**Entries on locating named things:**
begin

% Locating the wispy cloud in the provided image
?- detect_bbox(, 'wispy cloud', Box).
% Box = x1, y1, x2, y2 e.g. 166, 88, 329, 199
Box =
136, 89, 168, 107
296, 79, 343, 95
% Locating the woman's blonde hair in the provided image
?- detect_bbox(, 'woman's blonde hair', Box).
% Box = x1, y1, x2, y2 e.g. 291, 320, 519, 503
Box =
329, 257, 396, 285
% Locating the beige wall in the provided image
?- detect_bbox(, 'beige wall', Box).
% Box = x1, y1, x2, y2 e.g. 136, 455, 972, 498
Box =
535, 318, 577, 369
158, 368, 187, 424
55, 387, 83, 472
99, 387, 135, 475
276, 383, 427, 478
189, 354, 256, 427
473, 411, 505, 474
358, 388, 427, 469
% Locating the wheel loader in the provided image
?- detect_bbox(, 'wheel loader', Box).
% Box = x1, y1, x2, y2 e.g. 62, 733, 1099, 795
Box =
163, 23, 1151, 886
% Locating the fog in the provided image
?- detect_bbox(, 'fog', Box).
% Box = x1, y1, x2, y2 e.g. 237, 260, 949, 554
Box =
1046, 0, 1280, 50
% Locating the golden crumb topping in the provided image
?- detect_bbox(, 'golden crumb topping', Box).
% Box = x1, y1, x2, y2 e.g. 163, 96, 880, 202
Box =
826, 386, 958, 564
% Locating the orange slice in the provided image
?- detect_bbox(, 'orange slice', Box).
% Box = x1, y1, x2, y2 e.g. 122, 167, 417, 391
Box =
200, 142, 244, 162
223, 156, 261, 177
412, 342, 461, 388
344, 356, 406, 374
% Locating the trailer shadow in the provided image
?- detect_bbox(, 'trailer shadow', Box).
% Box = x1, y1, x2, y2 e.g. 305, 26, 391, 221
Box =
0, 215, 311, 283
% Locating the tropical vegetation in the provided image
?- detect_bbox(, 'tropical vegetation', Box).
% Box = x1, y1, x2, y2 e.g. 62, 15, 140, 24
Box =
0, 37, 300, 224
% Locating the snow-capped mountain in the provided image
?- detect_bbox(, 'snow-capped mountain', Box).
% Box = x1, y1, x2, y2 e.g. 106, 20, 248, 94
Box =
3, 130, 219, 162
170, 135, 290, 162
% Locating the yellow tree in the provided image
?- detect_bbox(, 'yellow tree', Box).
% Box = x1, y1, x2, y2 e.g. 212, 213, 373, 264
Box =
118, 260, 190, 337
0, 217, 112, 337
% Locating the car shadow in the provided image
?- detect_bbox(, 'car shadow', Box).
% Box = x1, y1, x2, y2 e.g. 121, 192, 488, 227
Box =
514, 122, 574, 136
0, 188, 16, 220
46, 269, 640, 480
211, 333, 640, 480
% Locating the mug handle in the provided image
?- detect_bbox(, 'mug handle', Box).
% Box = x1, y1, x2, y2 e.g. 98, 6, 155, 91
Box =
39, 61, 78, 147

end

**Exercise requirements:**
Reproduce every line from the line with "trailer shadow in the provided image" to the line with "0, 37, 300, 224", both ends included. Offset each bounding-box coordinate in the answers by 144, and leave all other lines and numbers unchanged.

**Output:**
% Locating the trailer shadow in the provided image
?- detect_bbox(, 'trailer shadow', Box).
% Box = x1, y1, x2, y2 e.g. 305, 26, 391, 221
Box =
144, 359, 455, 427
% Locating the tropical vegetation in the provided image
?- detect_bbox(, 'tropical vegetation', Box).
% Box = x1, y1, x2, y2 e.g. 62, 15, 140, 24
Box =
144, 181, 444, 368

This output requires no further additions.